** begin Record excerpts **
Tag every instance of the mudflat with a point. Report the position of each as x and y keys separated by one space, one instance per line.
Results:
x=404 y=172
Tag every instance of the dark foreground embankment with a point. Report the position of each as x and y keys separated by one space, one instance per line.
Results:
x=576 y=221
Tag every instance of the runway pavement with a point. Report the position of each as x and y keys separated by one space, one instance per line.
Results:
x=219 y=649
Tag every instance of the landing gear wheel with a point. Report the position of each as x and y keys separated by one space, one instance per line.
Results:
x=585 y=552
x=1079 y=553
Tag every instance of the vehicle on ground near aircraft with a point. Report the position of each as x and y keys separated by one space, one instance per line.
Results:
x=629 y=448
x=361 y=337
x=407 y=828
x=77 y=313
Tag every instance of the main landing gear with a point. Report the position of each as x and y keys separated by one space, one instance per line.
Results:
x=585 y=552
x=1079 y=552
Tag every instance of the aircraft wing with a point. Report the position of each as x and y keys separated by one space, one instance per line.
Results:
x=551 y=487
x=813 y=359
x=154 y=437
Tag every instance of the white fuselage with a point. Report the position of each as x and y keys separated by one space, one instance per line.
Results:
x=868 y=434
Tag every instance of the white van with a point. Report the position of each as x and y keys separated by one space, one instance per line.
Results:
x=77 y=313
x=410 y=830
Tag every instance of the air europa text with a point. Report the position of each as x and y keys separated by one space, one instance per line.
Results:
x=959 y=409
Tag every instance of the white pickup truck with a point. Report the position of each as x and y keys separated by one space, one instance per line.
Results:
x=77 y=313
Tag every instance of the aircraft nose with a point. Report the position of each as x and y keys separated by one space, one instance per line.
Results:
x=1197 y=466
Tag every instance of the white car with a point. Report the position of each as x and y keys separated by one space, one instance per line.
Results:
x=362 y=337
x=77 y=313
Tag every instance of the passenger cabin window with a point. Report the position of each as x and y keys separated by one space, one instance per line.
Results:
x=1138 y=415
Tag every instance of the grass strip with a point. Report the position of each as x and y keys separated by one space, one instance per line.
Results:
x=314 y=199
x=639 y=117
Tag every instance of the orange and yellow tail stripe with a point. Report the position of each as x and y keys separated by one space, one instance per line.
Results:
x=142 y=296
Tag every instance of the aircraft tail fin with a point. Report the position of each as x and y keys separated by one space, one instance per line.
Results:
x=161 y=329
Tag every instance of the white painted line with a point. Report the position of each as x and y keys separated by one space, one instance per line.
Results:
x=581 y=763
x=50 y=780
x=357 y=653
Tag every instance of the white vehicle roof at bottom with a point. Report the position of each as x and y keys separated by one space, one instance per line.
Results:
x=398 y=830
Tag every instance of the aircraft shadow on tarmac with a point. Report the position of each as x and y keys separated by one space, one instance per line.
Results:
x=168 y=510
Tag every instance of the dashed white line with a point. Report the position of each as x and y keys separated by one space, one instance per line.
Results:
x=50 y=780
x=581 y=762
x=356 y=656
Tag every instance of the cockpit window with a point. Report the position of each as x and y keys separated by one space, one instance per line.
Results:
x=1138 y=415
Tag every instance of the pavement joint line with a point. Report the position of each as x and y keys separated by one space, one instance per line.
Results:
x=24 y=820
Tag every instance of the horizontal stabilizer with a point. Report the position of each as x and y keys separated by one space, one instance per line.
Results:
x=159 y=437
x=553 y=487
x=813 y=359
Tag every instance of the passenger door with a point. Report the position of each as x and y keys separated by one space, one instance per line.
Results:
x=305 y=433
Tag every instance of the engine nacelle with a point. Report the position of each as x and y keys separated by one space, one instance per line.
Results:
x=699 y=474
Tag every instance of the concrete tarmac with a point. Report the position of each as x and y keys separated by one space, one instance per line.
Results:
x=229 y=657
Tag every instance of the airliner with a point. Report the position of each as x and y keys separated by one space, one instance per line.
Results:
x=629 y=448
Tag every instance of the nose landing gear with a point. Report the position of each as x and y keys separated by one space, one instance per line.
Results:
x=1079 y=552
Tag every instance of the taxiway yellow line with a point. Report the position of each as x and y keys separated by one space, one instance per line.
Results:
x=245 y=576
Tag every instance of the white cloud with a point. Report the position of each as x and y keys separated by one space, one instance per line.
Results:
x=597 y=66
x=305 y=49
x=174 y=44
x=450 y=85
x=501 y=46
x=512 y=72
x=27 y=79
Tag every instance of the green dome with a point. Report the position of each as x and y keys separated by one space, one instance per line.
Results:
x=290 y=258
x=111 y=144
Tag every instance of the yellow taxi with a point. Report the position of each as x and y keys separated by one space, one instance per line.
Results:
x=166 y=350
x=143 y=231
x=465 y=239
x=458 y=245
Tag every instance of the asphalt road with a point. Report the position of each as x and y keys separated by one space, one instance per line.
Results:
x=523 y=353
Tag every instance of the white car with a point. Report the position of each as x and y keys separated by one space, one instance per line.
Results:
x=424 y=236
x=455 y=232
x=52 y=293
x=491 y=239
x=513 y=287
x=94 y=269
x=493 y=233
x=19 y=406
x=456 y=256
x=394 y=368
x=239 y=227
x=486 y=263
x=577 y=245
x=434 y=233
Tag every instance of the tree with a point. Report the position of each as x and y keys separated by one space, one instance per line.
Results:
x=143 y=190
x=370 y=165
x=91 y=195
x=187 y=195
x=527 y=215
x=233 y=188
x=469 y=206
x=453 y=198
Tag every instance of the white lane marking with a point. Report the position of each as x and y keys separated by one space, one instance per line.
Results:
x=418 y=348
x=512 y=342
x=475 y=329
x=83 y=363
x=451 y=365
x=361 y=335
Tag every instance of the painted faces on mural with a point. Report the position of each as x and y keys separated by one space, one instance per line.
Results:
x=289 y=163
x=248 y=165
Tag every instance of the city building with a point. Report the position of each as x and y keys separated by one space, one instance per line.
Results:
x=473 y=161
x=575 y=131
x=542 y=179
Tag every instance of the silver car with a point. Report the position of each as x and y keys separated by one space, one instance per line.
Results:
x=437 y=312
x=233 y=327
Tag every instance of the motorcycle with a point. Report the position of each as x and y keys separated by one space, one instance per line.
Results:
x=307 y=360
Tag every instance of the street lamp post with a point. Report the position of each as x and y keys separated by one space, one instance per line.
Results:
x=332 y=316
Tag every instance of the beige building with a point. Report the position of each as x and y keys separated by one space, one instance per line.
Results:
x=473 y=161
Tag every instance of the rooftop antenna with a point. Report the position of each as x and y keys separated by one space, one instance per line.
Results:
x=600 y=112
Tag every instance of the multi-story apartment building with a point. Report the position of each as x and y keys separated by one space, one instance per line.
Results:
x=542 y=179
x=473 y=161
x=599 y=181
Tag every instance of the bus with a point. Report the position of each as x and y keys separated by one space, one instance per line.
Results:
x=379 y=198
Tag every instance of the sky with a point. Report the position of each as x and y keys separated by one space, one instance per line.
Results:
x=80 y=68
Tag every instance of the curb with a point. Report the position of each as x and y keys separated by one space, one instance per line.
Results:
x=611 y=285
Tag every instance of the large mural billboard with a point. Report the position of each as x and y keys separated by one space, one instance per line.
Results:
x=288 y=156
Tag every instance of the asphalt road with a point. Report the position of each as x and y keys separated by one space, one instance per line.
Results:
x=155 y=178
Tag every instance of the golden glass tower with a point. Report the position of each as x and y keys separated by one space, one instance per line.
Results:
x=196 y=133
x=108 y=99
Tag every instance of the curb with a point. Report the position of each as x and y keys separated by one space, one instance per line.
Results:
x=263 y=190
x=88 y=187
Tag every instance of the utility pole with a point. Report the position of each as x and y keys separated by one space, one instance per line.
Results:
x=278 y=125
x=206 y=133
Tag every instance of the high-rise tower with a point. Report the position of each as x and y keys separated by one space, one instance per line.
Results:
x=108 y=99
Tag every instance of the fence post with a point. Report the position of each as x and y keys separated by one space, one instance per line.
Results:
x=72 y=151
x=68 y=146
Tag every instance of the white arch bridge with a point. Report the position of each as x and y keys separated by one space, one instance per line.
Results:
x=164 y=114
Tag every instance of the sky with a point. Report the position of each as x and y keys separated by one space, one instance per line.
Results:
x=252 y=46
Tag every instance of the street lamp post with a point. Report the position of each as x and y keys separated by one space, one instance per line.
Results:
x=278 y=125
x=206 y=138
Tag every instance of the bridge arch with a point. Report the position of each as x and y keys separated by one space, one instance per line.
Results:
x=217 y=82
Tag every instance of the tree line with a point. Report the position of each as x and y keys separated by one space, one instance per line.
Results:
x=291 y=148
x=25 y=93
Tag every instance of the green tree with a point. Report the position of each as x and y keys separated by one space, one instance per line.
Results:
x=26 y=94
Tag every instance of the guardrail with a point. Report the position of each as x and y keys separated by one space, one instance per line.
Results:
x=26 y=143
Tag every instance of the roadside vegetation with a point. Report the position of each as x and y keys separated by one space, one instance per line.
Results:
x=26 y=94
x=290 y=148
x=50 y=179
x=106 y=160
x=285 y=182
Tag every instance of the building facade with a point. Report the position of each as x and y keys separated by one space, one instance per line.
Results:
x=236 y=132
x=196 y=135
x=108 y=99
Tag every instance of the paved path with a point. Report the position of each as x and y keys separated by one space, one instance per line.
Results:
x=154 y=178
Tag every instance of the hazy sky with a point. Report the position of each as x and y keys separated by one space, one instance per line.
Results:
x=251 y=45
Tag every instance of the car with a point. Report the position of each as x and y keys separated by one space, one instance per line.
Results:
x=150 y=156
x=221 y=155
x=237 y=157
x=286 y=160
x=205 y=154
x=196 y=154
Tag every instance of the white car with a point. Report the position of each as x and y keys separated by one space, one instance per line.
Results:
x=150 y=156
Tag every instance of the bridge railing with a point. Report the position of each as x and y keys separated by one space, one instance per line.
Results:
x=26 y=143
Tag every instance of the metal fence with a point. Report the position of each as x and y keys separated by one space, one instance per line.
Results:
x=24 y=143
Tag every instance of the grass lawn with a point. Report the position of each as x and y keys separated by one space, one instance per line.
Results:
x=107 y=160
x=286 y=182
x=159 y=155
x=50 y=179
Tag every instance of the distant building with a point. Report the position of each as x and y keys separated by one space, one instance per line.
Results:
** end Record excerpts **
__Exercise brief__. Rewrite the lines from the one that has "Tag every instance of the tree with" through the one that has "x=248 y=165", putting "Locations" wherever "Results" appears and leaving everything else as it is.

__Task output__.
Tag every instance of the tree with a point. Report the position of each as x and y keys separated by one space, one instance per line.
Locations:
x=143 y=190
x=370 y=165
x=91 y=195
x=187 y=195
x=527 y=215
x=233 y=188
x=469 y=206
x=453 y=198
Tag every instance of the white lane marking with a point. Report the position of each as x and y keys separated by one space, one instance per line.
Locations:
x=418 y=348
x=512 y=342
x=475 y=329
x=83 y=363
x=451 y=365
x=361 y=335
Tag every instance of the painted faces on mural with a point. Report the position of each as x and y keys separated by one space, one instance per line.
Locations:
x=289 y=163
x=248 y=165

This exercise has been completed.